■ **КОРОТКОЕ ЗАДАНИЕ**: Перепишите слово в слово кусок исходного текста, который начинается со слов, где есть «СМИ, как всегда, наступили», и заканчивается на «далее по списку.».

---------- ИСХОДНЫЙ ТЕКСТ ----------

О деле Ани Бешновой
О деле Ани Бешновой
Первую статью, наэлектризованную эмоциями, я уже прихлопнула делетом. Эмоции мало чем помогут. Сколь ни тягостно, а надо попытаться ответить на вопрос — какие проблемы обнажило громкое убийство пятнадцатилетней московской школьницы?
СМИ, как всегда, наступили на грабли двойного стандарта. Волнение общества все же вызвало к жизни кое-какие отклики в газетах, хотя и не на второй и даже не на третий день после убийства. Мы в этом абсолютно не оригинальны: в любой европейской стране всякое преступление, предположительно совершенное представителем любого «меньшинства» против обычного гражданина, всячески замалчивается из страха обвинений в «дискриминации» — этнической, религиозной и далее по списку.

---------- СТРОКИ НАБОРА ----------

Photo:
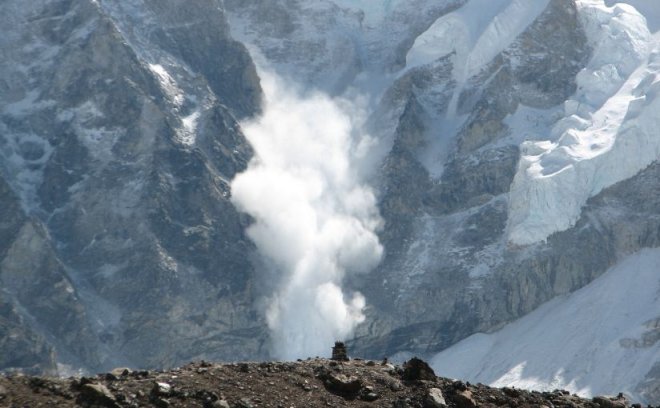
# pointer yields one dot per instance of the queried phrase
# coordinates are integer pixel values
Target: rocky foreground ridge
(311, 383)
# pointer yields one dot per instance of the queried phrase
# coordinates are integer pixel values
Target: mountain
(226, 179)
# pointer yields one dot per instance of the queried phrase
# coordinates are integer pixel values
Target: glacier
(611, 118)
(591, 342)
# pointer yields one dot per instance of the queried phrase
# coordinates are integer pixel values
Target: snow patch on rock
(476, 32)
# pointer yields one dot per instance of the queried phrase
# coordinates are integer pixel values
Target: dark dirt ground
(309, 383)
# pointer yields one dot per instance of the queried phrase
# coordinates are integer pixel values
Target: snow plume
(315, 221)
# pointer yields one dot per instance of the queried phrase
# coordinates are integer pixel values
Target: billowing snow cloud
(315, 221)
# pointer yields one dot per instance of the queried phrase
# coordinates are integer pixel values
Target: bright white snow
(584, 342)
(611, 119)
(477, 32)
(320, 221)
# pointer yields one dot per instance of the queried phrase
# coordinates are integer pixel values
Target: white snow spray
(315, 220)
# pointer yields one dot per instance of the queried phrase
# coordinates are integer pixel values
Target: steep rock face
(447, 260)
(119, 135)
(330, 45)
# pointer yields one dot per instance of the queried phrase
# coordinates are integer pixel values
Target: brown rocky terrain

----------

■ **ОТВЕТ НА ЗАДАНИЕ**:
СМИ, как всегда, наступили на грабли двойного стандарта. Волнение общества все же вызвало к жизни кое-какие отклики в газетах, хотя и не на второй и даже не на третий день после убийства. Мы в этом абсолютно не оригинальны: в любой европейской стране всякое преступление, предположительно совершенное представителем любого «меньшинства» против обычного гражданина, всячески замалчивается из страха обвинений в «дискриминации» — этнической, религиозной и далее по списку.